Extracts from a dataset labeled with boxes:

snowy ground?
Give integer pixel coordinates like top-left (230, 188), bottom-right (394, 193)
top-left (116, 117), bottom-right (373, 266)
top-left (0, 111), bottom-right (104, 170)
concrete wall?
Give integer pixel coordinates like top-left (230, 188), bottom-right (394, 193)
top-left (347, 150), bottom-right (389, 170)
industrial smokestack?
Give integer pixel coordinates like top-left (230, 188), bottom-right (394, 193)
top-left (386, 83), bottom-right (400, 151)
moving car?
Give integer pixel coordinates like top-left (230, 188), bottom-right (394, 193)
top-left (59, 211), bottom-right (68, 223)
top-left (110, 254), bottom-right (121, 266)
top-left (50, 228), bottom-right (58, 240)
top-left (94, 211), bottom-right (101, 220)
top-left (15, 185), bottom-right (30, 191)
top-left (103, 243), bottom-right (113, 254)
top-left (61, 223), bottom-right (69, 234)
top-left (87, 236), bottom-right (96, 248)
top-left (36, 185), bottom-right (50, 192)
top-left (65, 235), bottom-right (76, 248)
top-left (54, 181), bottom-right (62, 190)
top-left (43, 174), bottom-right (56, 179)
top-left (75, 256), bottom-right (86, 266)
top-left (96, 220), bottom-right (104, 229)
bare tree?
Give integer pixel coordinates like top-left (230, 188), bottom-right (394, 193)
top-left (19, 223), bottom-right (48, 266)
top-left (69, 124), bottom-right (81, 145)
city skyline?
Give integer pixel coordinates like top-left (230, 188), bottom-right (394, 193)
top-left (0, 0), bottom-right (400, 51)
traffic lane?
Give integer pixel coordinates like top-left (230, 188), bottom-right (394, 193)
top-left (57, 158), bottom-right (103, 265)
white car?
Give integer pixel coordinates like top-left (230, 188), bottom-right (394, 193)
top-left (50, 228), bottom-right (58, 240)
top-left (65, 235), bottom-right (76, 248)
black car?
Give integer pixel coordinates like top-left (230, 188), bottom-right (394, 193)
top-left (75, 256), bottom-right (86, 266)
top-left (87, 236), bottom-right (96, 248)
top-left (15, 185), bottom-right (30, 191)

§ **TASK DIRECTIONS**:
Copy every line of the material above word for word, with no changes.

§ **SOLUTION TO THIS EXERCISE**:
snowy ground?
Give integer pixel coordinates like top-left (230, 188), bottom-right (394, 193)
top-left (116, 117), bottom-right (373, 266)
top-left (0, 111), bottom-right (104, 170)
concrete wall?
Give integer pixel coordinates like top-left (230, 188), bottom-right (394, 193)
top-left (347, 150), bottom-right (389, 170)
industrial smokestack?
Give integer pixel coordinates like top-left (230, 188), bottom-right (394, 193)
top-left (386, 83), bottom-right (400, 151)
moving car?
Give integer pixel coordinates like top-left (230, 188), bottom-right (394, 193)
top-left (59, 211), bottom-right (68, 223)
top-left (110, 254), bottom-right (121, 266)
top-left (50, 228), bottom-right (58, 240)
top-left (94, 211), bottom-right (101, 220)
top-left (15, 185), bottom-right (30, 191)
top-left (103, 243), bottom-right (113, 254)
top-left (61, 223), bottom-right (69, 234)
top-left (87, 236), bottom-right (96, 248)
top-left (36, 185), bottom-right (50, 192)
top-left (65, 235), bottom-right (76, 248)
top-left (54, 181), bottom-right (62, 190)
top-left (43, 174), bottom-right (56, 179)
top-left (75, 256), bottom-right (86, 266)
top-left (96, 220), bottom-right (104, 229)
bare tree?
Give integer pixel coordinates like top-left (230, 188), bottom-right (394, 193)
top-left (19, 223), bottom-right (48, 266)
top-left (69, 124), bottom-right (81, 145)
city skyline?
Give integer pixel coordinates like top-left (230, 188), bottom-right (394, 193)
top-left (0, 0), bottom-right (400, 51)
traffic lane?
Give integer pixel coordinates like top-left (230, 188), bottom-right (394, 193)
top-left (57, 158), bottom-right (103, 265)
white car?
Give integer pixel coordinates like top-left (230, 188), bottom-right (394, 193)
top-left (50, 228), bottom-right (58, 240)
top-left (65, 235), bottom-right (76, 248)
black car?
Give integer pixel coordinates like top-left (230, 188), bottom-right (394, 193)
top-left (75, 256), bottom-right (86, 266)
top-left (87, 236), bottom-right (96, 248)
top-left (15, 185), bottom-right (30, 191)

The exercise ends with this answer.